**ENTRIES PROVIDED**
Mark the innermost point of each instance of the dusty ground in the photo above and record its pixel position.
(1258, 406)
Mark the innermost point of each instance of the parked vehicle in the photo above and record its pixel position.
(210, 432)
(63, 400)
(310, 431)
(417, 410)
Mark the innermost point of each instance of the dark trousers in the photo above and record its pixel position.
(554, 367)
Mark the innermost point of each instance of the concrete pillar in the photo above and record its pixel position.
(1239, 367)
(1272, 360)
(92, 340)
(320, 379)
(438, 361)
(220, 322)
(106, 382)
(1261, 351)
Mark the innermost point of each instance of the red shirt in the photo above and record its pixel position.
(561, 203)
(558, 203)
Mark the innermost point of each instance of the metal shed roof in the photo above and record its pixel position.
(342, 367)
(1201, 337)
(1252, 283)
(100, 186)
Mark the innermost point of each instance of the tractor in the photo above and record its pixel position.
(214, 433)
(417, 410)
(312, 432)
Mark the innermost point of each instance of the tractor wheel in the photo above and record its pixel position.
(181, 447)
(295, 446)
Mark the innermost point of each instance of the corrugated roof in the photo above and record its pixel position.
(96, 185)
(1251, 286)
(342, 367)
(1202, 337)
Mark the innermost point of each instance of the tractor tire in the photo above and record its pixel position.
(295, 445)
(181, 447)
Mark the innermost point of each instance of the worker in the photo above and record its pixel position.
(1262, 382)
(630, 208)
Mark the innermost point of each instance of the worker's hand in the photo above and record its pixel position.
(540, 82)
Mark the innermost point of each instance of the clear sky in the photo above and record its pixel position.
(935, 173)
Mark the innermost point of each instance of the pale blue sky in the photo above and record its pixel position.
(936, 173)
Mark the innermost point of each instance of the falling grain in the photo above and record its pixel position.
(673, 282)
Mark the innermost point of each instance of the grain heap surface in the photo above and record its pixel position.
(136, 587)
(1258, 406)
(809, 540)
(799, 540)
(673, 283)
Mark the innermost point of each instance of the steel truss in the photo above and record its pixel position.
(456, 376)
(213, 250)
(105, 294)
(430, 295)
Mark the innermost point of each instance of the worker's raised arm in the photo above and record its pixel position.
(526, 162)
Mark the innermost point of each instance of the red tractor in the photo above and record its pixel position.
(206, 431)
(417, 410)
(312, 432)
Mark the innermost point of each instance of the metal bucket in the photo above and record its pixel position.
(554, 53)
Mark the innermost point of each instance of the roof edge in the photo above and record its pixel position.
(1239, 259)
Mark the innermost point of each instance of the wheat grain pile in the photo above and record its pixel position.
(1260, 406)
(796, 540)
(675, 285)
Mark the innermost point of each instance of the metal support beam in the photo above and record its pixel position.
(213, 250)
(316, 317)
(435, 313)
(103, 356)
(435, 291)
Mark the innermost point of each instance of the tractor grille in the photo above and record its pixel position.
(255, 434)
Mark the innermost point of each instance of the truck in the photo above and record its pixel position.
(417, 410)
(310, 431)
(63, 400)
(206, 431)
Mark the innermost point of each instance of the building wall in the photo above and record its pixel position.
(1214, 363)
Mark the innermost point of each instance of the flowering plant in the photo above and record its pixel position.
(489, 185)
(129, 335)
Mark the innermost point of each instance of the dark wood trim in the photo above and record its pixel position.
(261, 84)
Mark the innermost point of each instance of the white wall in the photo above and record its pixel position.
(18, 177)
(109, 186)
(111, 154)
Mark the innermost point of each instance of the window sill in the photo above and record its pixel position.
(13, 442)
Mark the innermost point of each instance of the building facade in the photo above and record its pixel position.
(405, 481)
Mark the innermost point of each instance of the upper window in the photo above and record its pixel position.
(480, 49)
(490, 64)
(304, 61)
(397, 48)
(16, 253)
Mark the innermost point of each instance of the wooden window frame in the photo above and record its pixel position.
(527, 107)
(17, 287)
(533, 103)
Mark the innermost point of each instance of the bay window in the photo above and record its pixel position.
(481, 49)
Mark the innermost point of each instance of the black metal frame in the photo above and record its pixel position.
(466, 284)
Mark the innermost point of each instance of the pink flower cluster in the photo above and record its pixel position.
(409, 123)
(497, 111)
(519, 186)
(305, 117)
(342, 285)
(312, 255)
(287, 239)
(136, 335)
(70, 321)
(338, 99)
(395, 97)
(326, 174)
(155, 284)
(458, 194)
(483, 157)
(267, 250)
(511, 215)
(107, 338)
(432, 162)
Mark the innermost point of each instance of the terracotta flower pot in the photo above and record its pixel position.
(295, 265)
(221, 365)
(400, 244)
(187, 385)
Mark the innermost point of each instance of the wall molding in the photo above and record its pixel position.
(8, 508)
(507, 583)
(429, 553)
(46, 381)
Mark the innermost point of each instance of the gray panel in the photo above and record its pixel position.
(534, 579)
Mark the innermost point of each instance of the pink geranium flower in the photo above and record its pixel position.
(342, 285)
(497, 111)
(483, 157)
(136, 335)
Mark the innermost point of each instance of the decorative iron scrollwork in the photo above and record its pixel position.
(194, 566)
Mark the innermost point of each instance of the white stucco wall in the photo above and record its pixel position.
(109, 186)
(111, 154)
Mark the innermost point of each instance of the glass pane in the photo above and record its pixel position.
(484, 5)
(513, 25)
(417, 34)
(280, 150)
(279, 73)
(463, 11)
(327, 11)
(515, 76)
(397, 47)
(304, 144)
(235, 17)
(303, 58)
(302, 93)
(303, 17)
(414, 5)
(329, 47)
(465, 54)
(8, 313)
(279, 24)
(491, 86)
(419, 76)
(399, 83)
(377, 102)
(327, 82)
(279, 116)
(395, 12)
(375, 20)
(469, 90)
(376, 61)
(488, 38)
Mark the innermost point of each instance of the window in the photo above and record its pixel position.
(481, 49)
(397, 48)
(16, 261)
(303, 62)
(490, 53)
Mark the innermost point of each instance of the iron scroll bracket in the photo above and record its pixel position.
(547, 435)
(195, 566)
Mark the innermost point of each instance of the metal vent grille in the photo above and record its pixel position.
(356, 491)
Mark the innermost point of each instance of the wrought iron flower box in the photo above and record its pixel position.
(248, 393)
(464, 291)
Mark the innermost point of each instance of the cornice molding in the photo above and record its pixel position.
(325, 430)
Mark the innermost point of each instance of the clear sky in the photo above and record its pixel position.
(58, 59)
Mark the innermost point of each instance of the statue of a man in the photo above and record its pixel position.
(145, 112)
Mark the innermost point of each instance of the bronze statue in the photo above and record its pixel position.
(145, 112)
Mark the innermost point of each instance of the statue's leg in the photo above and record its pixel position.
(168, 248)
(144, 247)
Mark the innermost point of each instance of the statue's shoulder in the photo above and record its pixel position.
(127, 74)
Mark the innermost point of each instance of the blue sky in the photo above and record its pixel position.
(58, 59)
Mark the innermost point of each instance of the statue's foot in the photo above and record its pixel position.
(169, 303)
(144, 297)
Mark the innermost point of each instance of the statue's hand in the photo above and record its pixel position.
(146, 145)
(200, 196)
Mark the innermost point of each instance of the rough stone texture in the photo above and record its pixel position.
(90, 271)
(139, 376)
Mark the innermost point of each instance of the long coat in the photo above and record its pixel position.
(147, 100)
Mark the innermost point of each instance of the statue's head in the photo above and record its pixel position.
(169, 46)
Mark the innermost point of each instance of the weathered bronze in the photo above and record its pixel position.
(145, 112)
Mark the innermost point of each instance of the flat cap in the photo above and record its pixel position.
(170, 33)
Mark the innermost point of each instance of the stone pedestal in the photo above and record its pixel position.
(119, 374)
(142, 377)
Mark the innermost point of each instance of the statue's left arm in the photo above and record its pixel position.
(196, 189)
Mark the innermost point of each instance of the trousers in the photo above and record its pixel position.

**WHAT TO DO**
What is needed is an exact, complete copy of the entries above.

**YOUR RESPONSE**
Mark the innermost point of each instance of the dusty ground in the photo above and record its pixel position.
(1258, 406)
Mark the innermost point of each instance of the parked vehicle in the photo above and record its pixel position.
(210, 432)
(63, 400)
(310, 431)
(417, 410)
Mark the innermost point of each instance of the dark trousers in the photo above and record its pixel position.
(554, 367)
Mark the innermost point of each instance of the concrete pillar in the photo above and record its pixel position.
(1239, 367)
(1272, 360)
(92, 340)
(320, 379)
(438, 361)
(220, 322)
(106, 382)
(1261, 351)
Mark the innermost point of each instance of the red shirt in the photo above and record its pixel position.
(561, 203)
(558, 203)
Mark the innermost point of each instance of the metal shed roof in the photo above and record its pixel position.
(342, 367)
(1201, 337)
(1252, 283)
(100, 186)
Mark the innermost point of each instance of the tractor in the photo above and record its pixel position.
(214, 433)
(417, 410)
(312, 432)
Mark the innermost point of each instance of the tractor wheel in the photo above and record its pixel position.
(181, 447)
(295, 446)
Mark the innermost point of each instance of the corrugated roof in the photo above and record its pixel position.
(96, 185)
(1251, 286)
(342, 367)
(1202, 337)
Mark the innermost point of each instance of the tractor tire in the photo above and record its pixel position.
(295, 445)
(181, 447)
Mark the innermost point of each instance of the worker in the photo above and record its pixel position.
(1262, 382)
(630, 208)
Mark the innermost point of each instance of the worker's hand in the photo above and record its pixel position.
(540, 82)
Mark the innermost point of each instance of the clear sky in the photo above and record its pixel position.
(935, 173)
Mark the innermost point of each instance of the pale blue sky in the photo above and record its pixel position.
(936, 173)
Mark the innermost point of each instance of the falling grain in the photo above and record its pixel position.
(673, 282)
Mark the innermost point of each instance of the grain heap surface in the photo above and record its pixel position.
(136, 587)
(1258, 406)
(809, 540)
(799, 540)
(673, 283)
Mark the innermost point of each instance of the steel truss in the photo above and record its pixel position.
(456, 376)
(213, 250)
(105, 294)
(430, 295)
Mark the innermost point of each instance of the worker's raised arm in the photo above and record its pixel position.
(526, 162)
Mark the innermost point of each instance of the red tractor in the photo above and record its pixel position.
(206, 431)
(417, 410)
(312, 432)
Mark the innermost point of each instance of the metal bucket in the photo above and record its pixel position.
(554, 53)
Mark the innermost point of each instance of the roof edge in the photo above and record its pixel position.
(1239, 259)
Mark the innermost point of each instance of the wheat grain pile in the photo above and record its pixel position.
(1260, 406)
(796, 540)
(675, 285)
Mark the innermost point of each instance of the metal support beam in the photo above and record its pixel position.
(213, 250)
(316, 317)
(435, 313)
(103, 356)
(435, 291)
Mark the innermost point of each instance of the tractor grille in the photo above and record its pixel position.
(255, 434)
Mark the innermost point of each instance of the truck in the photo above and record its pixel position.
(417, 410)
(310, 431)
(63, 400)
(206, 431)
Mark the innermost point of each instance of the building wall in the photo above and record its pixel position.
(1214, 363)
Mark the innermost point of each instance of the flowering plant in the photo above and record its pixel position.
(489, 185)
(129, 335)
Mark the innermost point of each instance of the dark wood trim in the photo above and record its pixel position.
(261, 84)
Mark the innermost point of each instance of the white wall in the photo above and record its pixel position.
(18, 177)
(109, 186)
(111, 154)
Mark the innermost point of each instance of the window sill in the photo above and record its pixel position.
(13, 442)
Mark the innermost point of each instance of the building facade in the photo above and record its pixel position.
(405, 481)
Mark the innermost point of each instance of the upper window in the photo above and record its pixel position.
(480, 49)
(490, 64)
(304, 61)
(397, 48)
(16, 253)
Mark the innermost point of each instance of the wooden window frame in the photo above and record its pixel position.
(527, 107)
(17, 287)
(533, 103)
Mark the innermost point of each instance of the bay window in the photo above and record its pixel position.
(481, 49)
Mark the innermost point of each instance of the black metal frame in the photo above and record its pixel position.
(466, 284)
Mark the innermost point of each instance of the pink flower cluster in the photo above and record its pixel position.
(409, 123)
(497, 111)
(519, 186)
(305, 117)
(342, 285)
(312, 255)
(287, 239)
(136, 335)
(70, 321)
(338, 99)
(395, 97)
(326, 174)
(155, 284)
(458, 194)
(483, 157)
(267, 250)
(511, 215)
(107, 338)
(432, 162)
Mark the innermost point of each instance of the terracotta flower pot in the photo above and record its pixel position.
(295, 265)
(221, 365)
(400, 244)
(187, 385)
Mark the innermost point of each instance of the wall molding in the photo above and record its pixel position.
(8, 508)
(507, 583)
(429, 553)
(46, 381)
Mark the innermost point of each instance of the gray panel in the photo above and record its pixel position.
(534, 579)
Mark the innermost point of each instance of the pink geranium flower in the photo above and record its pixel position.
(342, 285)
(497, 111)
(483, 157)
(136, 335)
Mark the innermost point of each instance of the decorative iron scrollwork in the photo above and record its pixel position.
(194, 566)
Mark the innermost point of each instance of the white stucco wall in the photo above and record its pixel position.
(109, 186)
(111, 154)
Mark the innermost point of each instance of the glass pane in the photo above and record its pixel position.
(484, 5)
(513, 25)
(417, 34)
(280, 150)
(279, 73)
(463, 11)
(327, 11)
(515, 76)
(397, 47)
(304, 144)
(235, 17)
(303, 58)
(302, 93)
(303, 17)
(414, 5)
(329, 47)
(465, 54)
(8, 313)
(279, 24)
(491, 86)
(419, 76)
(399, 83)
(377, 102)
(327, 82)
(279, 116)
(395, 12)
(375, 20)
(469, 90)
(376, 61)
(488, 38)
Mark the innermost point of each instance of the window in the photo above and record its pixel position.
(481, 49)
(397, 48)
(16, 261)
(303, 62)
(490, 53)
Mark the innermost point of each instance of the iron scroll bracket in the photo above and record its pixel position.
(547, 435)
(195, 566)
Mark the innermost point of each instance of the metal vent grille in the photo above and record its pixel position.
(356, 491)
Mark the innermost point of each instance of the wrought iron flower box in the photo above and record its pixel position.
(248, 393)
(464, 291)
Mark the innermost point of each instance of the cornice molding in the photo above and record its pixel position.
(325, 430)
Mark the innermost point of each instance of the clear sky in the photo above and record its pixel position.
(58, 59)
Mark the innermost point of each instance of the statue of a man in the photo above and record its pixel position.
(145, 112)
Mark the innermost point of each instance of the bronze statue in the photo above and record its pixel position.
(145, 112)
Mark the innermost point of each instance of the statue's leg in the photo above and record its pixel position.
(168, 248)
(144, 247)
Mark the innermost point of each instance of the statue's shoulder in the photo above and record its pixel position.
(127, 74)
Mark the innermost point of each instance of the blue sky in the photo above and record its pixel position.
(58, 59)
Mark the innermost point of each instance of the statue's foot in the photo above and record its pixel position.
(169, 303)
(144, 297)
Mark the innermost point of each instance of the statue's hand in the photo above and record its pixel position.
(146, 145)
(200, 196)
Mark the innermost point of each instance of the rough stone texture in the photo above and record its pixel position.
(90, 271)
(139, 376)
Mark the innermost point of each instance of the long coat in the photo above and record its pixel position.
(147, 100)
Mark the innermost point of each instance of the statue's head in the photo above and record its pixel position.
(169, 46)
Mark the innermost point of each instance of the weathered bronze in the photo above and record its pixel position.
(145, 112)
Mark the innermost point of each instance of the flat cap in the photo above and record its pixel position.
(170, 33)
Mark the innermost point of each instance of the stone pedestal in the photo above and record its pixel position.
(119, 374)
(142, 377)
Mark the innermost point of each instance of the statue's left arm in the photo above and record its pixel position.
(196, 189)
Mark the innermost point of each instance of the trousers in the photo above and record its pixel position.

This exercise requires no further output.